### Task inputs

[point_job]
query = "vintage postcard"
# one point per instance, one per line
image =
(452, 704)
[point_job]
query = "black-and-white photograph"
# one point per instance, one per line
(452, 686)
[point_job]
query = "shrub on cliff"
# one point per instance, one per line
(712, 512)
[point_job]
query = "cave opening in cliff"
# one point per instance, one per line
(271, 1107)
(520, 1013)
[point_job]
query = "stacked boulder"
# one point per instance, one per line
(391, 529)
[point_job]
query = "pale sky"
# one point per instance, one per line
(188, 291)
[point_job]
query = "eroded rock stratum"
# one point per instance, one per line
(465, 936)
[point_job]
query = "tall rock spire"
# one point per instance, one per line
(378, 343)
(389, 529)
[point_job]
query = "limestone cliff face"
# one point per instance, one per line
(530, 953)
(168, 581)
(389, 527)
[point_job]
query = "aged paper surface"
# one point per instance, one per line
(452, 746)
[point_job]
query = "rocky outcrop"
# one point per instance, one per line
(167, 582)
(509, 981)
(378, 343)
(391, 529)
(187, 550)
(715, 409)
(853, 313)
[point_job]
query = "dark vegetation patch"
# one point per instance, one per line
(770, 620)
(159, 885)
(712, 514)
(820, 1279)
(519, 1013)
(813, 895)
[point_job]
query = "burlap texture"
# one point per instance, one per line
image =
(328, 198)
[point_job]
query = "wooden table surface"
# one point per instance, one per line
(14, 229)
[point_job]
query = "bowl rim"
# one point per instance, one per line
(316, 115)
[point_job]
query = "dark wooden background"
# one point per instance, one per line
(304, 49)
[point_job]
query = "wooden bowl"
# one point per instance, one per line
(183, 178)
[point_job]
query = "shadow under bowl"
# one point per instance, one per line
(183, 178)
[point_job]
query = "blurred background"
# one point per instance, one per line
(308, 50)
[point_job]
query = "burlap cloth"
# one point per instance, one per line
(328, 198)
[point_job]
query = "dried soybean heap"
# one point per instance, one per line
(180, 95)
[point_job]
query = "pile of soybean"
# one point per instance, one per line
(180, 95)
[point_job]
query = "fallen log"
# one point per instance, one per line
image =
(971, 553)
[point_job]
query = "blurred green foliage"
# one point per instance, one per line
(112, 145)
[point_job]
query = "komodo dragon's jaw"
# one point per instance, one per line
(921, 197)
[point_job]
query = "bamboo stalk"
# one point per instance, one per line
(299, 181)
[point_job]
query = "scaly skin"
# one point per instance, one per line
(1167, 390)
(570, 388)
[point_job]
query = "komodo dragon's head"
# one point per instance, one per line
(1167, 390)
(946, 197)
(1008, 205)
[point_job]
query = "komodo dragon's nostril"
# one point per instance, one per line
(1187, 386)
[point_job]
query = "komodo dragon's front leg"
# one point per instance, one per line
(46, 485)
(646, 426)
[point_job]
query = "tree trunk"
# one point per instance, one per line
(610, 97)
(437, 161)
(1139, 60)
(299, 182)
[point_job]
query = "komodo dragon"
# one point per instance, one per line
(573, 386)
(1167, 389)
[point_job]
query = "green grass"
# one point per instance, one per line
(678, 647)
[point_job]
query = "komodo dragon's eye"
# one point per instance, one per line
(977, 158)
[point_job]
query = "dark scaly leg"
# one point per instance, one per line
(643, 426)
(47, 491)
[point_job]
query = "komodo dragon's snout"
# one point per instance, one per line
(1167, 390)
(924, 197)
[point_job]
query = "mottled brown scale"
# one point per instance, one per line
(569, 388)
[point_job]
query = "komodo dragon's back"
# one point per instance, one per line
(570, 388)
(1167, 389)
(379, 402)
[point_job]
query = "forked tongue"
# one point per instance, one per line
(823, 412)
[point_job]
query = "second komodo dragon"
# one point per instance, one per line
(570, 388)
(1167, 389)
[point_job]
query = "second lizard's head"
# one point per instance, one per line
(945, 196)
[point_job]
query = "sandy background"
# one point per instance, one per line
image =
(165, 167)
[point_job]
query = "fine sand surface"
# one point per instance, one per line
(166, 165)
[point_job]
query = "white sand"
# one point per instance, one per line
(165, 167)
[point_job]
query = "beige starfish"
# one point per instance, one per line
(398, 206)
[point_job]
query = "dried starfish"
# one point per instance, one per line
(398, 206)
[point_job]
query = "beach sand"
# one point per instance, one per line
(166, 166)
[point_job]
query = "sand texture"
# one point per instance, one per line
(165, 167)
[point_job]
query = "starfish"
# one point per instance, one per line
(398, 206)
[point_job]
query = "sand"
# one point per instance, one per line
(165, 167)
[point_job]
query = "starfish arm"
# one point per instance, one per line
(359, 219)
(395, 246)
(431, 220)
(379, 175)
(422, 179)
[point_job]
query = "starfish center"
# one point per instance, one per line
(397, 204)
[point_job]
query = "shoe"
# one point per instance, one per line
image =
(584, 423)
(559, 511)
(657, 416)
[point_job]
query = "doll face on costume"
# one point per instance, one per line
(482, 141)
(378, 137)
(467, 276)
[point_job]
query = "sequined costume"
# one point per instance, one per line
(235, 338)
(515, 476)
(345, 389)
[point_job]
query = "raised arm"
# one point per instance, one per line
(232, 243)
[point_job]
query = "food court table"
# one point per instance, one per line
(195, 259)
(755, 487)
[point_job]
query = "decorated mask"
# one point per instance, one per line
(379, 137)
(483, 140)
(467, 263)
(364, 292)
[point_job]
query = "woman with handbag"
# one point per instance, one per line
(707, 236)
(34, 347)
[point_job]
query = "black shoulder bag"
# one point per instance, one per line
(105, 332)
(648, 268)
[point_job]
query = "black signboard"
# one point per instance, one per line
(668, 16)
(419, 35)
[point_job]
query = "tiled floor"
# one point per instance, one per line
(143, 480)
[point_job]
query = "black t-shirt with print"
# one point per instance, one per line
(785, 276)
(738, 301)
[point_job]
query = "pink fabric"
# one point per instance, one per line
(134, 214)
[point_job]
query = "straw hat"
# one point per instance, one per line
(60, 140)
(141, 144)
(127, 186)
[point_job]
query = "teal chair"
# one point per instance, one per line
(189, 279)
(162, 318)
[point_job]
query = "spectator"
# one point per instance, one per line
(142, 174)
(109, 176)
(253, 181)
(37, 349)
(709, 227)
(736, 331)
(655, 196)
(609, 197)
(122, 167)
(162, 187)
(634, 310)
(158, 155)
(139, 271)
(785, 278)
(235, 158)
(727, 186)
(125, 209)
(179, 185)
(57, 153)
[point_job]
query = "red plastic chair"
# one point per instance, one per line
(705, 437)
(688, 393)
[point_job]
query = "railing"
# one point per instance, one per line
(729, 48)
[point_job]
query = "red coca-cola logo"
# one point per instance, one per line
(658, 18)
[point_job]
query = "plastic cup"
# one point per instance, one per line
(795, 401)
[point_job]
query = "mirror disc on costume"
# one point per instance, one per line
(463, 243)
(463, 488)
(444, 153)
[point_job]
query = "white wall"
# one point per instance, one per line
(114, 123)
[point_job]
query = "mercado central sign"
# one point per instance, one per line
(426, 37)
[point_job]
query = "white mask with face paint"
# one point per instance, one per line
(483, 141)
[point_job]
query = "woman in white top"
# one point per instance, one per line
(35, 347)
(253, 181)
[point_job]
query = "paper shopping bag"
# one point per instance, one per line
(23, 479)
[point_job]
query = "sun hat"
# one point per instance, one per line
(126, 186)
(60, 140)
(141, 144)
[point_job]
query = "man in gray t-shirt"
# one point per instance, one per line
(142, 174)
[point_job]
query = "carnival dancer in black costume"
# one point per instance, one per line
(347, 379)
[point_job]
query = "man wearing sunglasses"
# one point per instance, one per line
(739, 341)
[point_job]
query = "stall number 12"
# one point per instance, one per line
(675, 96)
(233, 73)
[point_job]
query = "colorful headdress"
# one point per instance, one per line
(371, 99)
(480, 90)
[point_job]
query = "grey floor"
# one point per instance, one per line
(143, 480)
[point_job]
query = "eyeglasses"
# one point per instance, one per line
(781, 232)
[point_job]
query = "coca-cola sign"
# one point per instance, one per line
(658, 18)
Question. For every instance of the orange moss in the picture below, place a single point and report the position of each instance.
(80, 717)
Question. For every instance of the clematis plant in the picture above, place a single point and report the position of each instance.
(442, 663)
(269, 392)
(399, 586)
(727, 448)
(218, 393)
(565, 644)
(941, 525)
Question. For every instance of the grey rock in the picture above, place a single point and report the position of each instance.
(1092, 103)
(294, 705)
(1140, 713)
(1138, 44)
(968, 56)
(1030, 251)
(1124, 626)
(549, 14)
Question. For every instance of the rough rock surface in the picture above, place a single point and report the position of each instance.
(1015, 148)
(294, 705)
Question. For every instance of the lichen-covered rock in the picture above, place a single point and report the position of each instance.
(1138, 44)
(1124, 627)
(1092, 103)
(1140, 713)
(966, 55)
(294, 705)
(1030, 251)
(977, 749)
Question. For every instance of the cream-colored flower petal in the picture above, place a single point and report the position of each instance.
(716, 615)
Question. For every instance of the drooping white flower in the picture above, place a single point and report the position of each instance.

######

▸ Requirements: Reproduce the lines from the one containing "Question. For every instance of the clematis" to the end of the entries, keeping both ends and adding nothing.

▸ Written response:
Question. For every instance of the clematis plant in the picture above, place a single point and report the position of each instance.
(442, 663)
(269, 392)
(399, 586)
(727, 448)
(218, 393)
(565, 644)
(941, 525)
Question. For every instance of the grey rock in the picture above, place a single point and report the position of each instance.
(1092, 103)
(294, 705)
(1140, 713)
(1138, 44)
(968, 56)
(1030, 251)
(1124, 626)
(549, 14)
Question. For every instance of the rough rock surface in the picture above, place a single point and report the position of each instance.
(1015, 148)
(294, 705)
Question. For every instance of the lichen-covered rock in the picture above, place a single point and report the position of each instance.
(1138, 44)
(1124, 627)
(1092, 103)
(1140, 713)
(966, 55)
(294, 705)
(1030, 251)
(977, 749)
Question. For every instance of the cream-colored flower petal in the picture above, place a single point and report the position of each instance.
(716, 615)
Question. For every instance of the drooping white flower in the picture above, place a single point and report the position of each instance.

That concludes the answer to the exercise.